There is a new twist in the mysterious death of Sunanda Pushkar, with Delhi police top cop hinting that radioactive susbstance Polonium-210 may have been used to kill her.
"Polonium 210, a radioactive isotope, is suspected to be the poison that may have caused her death," said Police Commissioner B S Bassi.
Sunanda Pushkar's autopsy report found traces of Polonium-210, which is a rare poison. Till now, only two previous murders have been reported in which Po-210 was found in the body of the deceased.
The first one was the famous Palestinian leader Yaseer Arafat, according to researchers from Lausanne University Hospital's Institute of Radiation Physics in Switzerland.
The report, which has been published by Al Jazeera, said that the Swiss scientists found that "the results moderately support the proposition that the death was the result of poisoning with polonium-210".
In the second case, a former Russian agent Alexander Litvinenko was allegedly poisoned by two Russians, who put Po-210 into the coffee that Litvinenko drank.
Chemistry World, a journal published by the Royal Society of Chemistry, notes that polonium is the source of Polonium-210, or Po-210, which "is one of 25 radioactive isotopes of polonium - it decays to lead by alpha particle emission, with a half life of 138 days."
The silver-coloured metal discovered by Marie and Pierre Curie in 1897 is also extremely hard to detect. A report in The Guardian following Litvinenko's death by Po-210 noted:"It is extremely hard to detect. Scientists only identified it in Litvinenko hours before his death."
"A former FSB officer, and teetotaller, Litvinenko was a fitness fanatic. Doctors say it was only because he was in such good shape that he lasted so long. If he had died sooner, the cause of death would probably never have been uncovered."

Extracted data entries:
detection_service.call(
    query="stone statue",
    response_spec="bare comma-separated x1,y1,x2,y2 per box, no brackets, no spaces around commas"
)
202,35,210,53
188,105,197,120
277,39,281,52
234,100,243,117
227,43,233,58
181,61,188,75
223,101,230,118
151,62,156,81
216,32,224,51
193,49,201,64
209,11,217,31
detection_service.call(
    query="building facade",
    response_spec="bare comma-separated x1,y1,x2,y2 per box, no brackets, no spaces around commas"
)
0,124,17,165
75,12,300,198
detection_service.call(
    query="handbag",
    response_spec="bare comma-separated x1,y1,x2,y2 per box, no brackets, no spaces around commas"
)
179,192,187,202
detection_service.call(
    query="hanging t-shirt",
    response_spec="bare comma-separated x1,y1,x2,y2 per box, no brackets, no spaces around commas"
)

TASK DETAILS: Reproduce in full the report on Sunanda Pushkar's death shown above, word for word.

OUTPUT:
There is a new twist in the mysterious death of Sunanda Pushkar, with Delhi police top cop hinting that radioactive susbstance Polonium-210 may have been used to kill her.
"Polonium 210, a radioactive isotope, is suspected to be the poison that may have caused her death," said Police Commissioner B S Bassi.
Sunanda Pushkar's autopsy report found traces of Polonium-210, which is a rare poison. Till now, only two previous murders have been reported in which Po-210 was found in the body of the deceased.
The first one was the famous Palestinian leader Yaseer Arafat, according to researchers from Lausanne University Hospital's Institute of Radiation Physics in Switzerland.
The report, which has been published by Al Jazeera, said that the Swiss scientists found that "the results moderately support the proposition that the death was the result of poisoning with polonium-210".
In the second case, a former Russian agent Alexander Litvinenko was allegedly poisoned by two Russians, who put Po-210 into the coffee that Litvinenko drank.
Chemistry World, a journal published by the Royal Society of Chemistry, notes that polonium is the source of Polonium-210, or Po-210, which "is one of 25 radioactive isotopes of polonium - it decays to lead by alpha particle emission, with a half life of 138 days."
The silver-coloured metal discovered by Marie and Pierre Curie in 1897 is also extremely hard to detect. A report in The Guardian following Litvinenko's death by Po-210 noted:"It is extremely hard to detect. Scientists only identified it in Litvinenko hours before his death."
"A former FSB officer, and teetotaller, Litvinenko was a fitness fanatic. Doctors say it was only because he was in such good shape that he lasted so long. If he had died sooner, the cause of death would probably never have been uncovered."